Rose Esquenazi
Hoje, vamos falar de Fernando Lobo,
jornalista, escritor, compositor, redator de shows, diretor de rádio, amante da
noite e grande namorador. Fernando compôs poucas músicas, entre elas, pérolas
como Zum, zum,
com coautoria de Paulo Soledade, e Chuvas
de verão que se tornou um clássico da música popular brasileira.
Zum,
zum fazia homenagem ao
comandante Carlos Eduardo de Oliveira, da Panair do Brasil. Ele fazia parte do
grupo Turma dos Cafajeste, que provocava tempestades, bagunças e confusões no
tempo em que o Rio de Janeiro ainda era Capital Federal. Era então a cidade de
funcionários públicos que podiam curtir as boates, dormir tarde, depois de
muitas doses de uísque falsificado, e acordar na hora do almoço. Ninguém
parecia ligar para os atrasos.
Carlos Eduardo morreu em um acidente aéreo e
deixou grande tristeza na Turma dos Cafajestes, que incluía Fernando Lobo. A
primeira pessoa que gravou Zum-zum
foi Dalva de Oliveira, grande sucesso do carnaval de 1951. Depois, a música
ganhou outros intérpretes, como Edu
Lobo, filho do compositor, nessa versão que acabamos de ouvir.

• Lista de itens
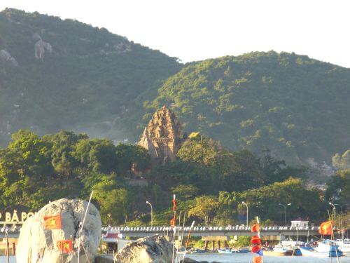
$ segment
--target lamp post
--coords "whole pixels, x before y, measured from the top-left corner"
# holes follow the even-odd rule
[[[334,205],[340,206],[340,215],[339,217],[339,221],[340,221],[340,229],[341,229],[340,231],[342,232],[342,239],[344,239],[343,220],[340,217],[343,215],[342,208],[343,208],[343,206],[346,205],[346,203],[344,203],[344,204],[335,203]]]
[[[241,202],[241,203],[246,206],[246,226],[248,227],[248,205],[244,202]]]
[[[329,202],[328,203],[333,207],[333,211],[332,212],[332,220],[333,220],[333,217],[335,220],[335,212],[336,212],[335,205],[330,202]]]
[[[146,203],[148,205],[150,205],[150,227],[153,227],[153,208],[152,207],[152,205],[150,204],[150,202],[148,201],[146,201]]]
[[[291,205],[292,203],[287,203],[286,205],[284,205],[283,203],[279,203],[279,205],[282,205],[284,208],[284,226],[286,227],[286,208],[288,206],[288,205]]]

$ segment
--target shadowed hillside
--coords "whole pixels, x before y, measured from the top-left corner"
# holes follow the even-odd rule
[[[135,140],[142,101],[180,69],[106,29],[15,9],[0,12],[0,50],[3,145],[19,128]]]
[[[330,163],[350,143],[349,93],[349,69],[294,53],[256,52],[191,63],[147,107],[172,105],[188,130],[232,149],[268,147],[290,161]]]

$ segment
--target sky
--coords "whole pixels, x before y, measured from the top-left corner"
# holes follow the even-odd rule
[[[349,0],[0,0],[105,27],[183,62],[295,52],[350,68]]]

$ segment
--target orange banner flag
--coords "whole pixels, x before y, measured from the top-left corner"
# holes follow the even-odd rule
[[[321,235],[331,235],[333,229],[333,221],[326,221],[321,224],[318,233]]]
[[[258,232],[260,230],[260,227],[258,224],[254,224],[252,227],[251,227],[251,231],[252,232]]]
[[[69,254],[73,251],[71,240],[60,240],[57,241],[57,248],[62,253]]]
[[[44,217],[45,229],[60,229],[61,215]]]
[[[253,257],[253,263],[262,263],[262,257],[256,256]]]
[[[260,250],[260,246],[259,245],[254,245],[251,247],[251,252],[253,253],[257,253]]]
[[[261,241],[259,236],[253,236],[251,237],[251,243],[260,245],[261,243]]]

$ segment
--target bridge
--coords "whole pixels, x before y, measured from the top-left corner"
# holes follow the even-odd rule
[[[10,238],[18,238],[21,226],[13,224],[8,226],[8,236]],[[176,227],[173,229],[171,227],[104,227],[102,233],[107,230],[118,231],[124,236],[144,237],[155,234],[172,235],[174,231],[178,231],[182,234],[183,229],[184,235],[187,235],[190,231],[190,227],[183,228]],[[318,233],[319,227],[260,227],[260,234],[262,236],[320,236]],[[337,229],[335,229],[336,232]],[[195,227],[191,231],[192,236],[253,236],[249,227]],[[5,228],[0,229],[0,238],[5,236]]]
[[[171,227],[103,227],[102,232],[106,233],[108,229],[115,231],[122,234],[124,236],[144,237],[159,235],[172,235],[174,231],[180,231],[182,234],[187,235],[190,231],[190,227],[183,228]],[[320,236],[318,233],[319,227],[260,227],[260,234],[262,236]],[[336,230],[335,230],[335,231]],[[252,233],[250,227],[195,227],[191,231],[192,236],[253,236],[256,234]]]

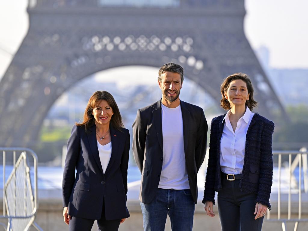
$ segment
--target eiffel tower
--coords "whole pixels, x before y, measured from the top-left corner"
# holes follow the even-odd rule
[[[256,111],[286,115],[245,37],[244,0],[29,0],[27,11],[29,31],[0,82],[0,146],[34,142],[55,100],[83,78],[171,60],[217,100],[224,78],[246,73]]]

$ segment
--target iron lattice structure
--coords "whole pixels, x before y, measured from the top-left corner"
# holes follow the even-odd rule
[[[0,146],[35,141],[64,92],[121,66],[158,67],[172,61],[217,100],[223,79],[245,72],[256,88],[256,111],[270,119],[274,112],[285,115],[244,34],[244,0],[169,2],[136,7],[29,0],[29,31],[0,83]]]

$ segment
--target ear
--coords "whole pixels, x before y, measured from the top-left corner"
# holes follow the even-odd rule
[[[160,82],[159,80],[158,80],[157,82],[158,82],[158,86],[159,86],[159,88],[161,89],[161,81]]]

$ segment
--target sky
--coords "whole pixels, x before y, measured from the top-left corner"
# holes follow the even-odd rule
[[[0,79],[27,31],[28,1],[0,1]],[[308,1],[245,0],[245,34],[253,49],[268,48],[270,67],[308,68]]]

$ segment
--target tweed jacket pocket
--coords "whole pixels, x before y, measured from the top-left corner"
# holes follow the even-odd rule
[[[251,165],[248,180],[250,182],[257,184],[259,183],[259,177],[260,174],[260,168],[258,166]]]

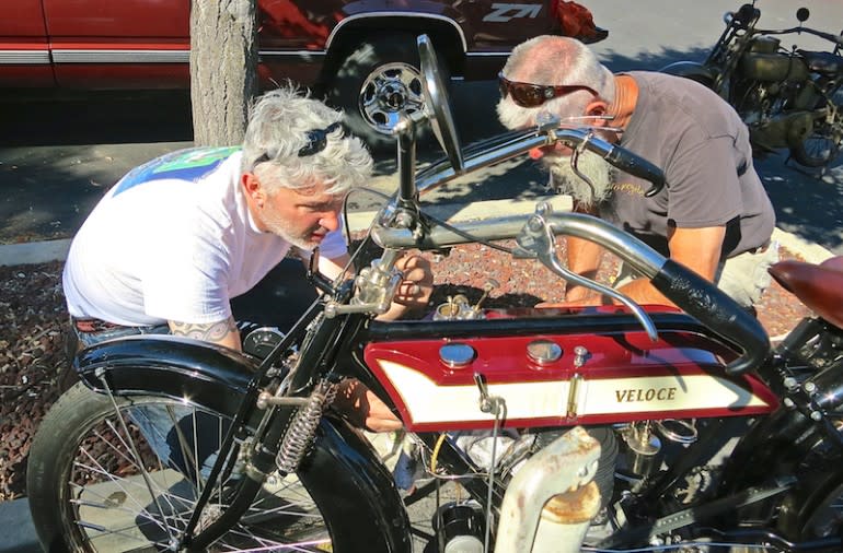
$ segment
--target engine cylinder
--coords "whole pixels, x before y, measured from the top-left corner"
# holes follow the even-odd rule
[[[762,82],[796,81],[808,79],[808,66],[801,58],[783,54],[747,52],[738,63],[738,74]]]

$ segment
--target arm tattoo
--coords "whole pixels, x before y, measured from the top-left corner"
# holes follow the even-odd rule
[[[217,320],[213,322],[194,323],[194,322],[177,322],[170,321],[170,331],[173,336],[184,336],[187,338],[195,338],[197,340],[204,340],[206,342],[222,342],[229,334],[236,332],[238,327],[234,325],[234,318],[229,317],[226,320]]]

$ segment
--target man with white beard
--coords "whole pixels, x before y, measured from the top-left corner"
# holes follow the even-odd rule
[[[499,81],[497,111],[507,128],[529,128],[548,116],[592,126],[600,138],[665,172],[665,188],[646,198],[649,183],[594,154],[579,155],[575,170],[565,146],[531,152],[550,168],[554,188],[571,195],[576,211],[630,232],[752,308],[770,283],[766,268],[778,259],[770,240],[775,214],[752,166],[748,129],[731,106],[686,79],[612,74],[585,45],[558,36],[517,46]],[[567,257],[570,270],[593,278],[601,248],[569,237]],[[639,304],[672,305],[627,266],[614,285]],[[564,306],[610,301],[571,285],[565,299]]]

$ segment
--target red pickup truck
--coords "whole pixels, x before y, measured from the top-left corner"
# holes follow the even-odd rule
[[[0,87],[187,87],[189,10],[190,0],[2,1]],[[607,34],[566,0],[258,0],[258,12],[265,86],[292,79],[324,92],[372,144],[420,102],[420,33],[466,80],[494,78],[532,36]]]

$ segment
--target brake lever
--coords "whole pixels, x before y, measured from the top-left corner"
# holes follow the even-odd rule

• Requisitos
Por favor, explique em uma a três frases, com base no texto sobre Fernando Lobo, por que a morte de Carlos Eduardo de Oliveira entristeceu a Turma dos Cafajestes e qual era a ligação de Fernando Lobo com esse grupo. Baseie-se apenas no texto, sem recorrer aos itens.

• Resultado da tarefa
Carlos Eduardo de Oliveira, comandante da Panair do Brasil, fazia parte da Turma dos Cafajestes. Por isso, sua morte em um acidente aéreo deixou grande tristeza no grupo. Fernando Lobo também integrava essa turma, e Zum, zum foi feita em homenagem ao comandante.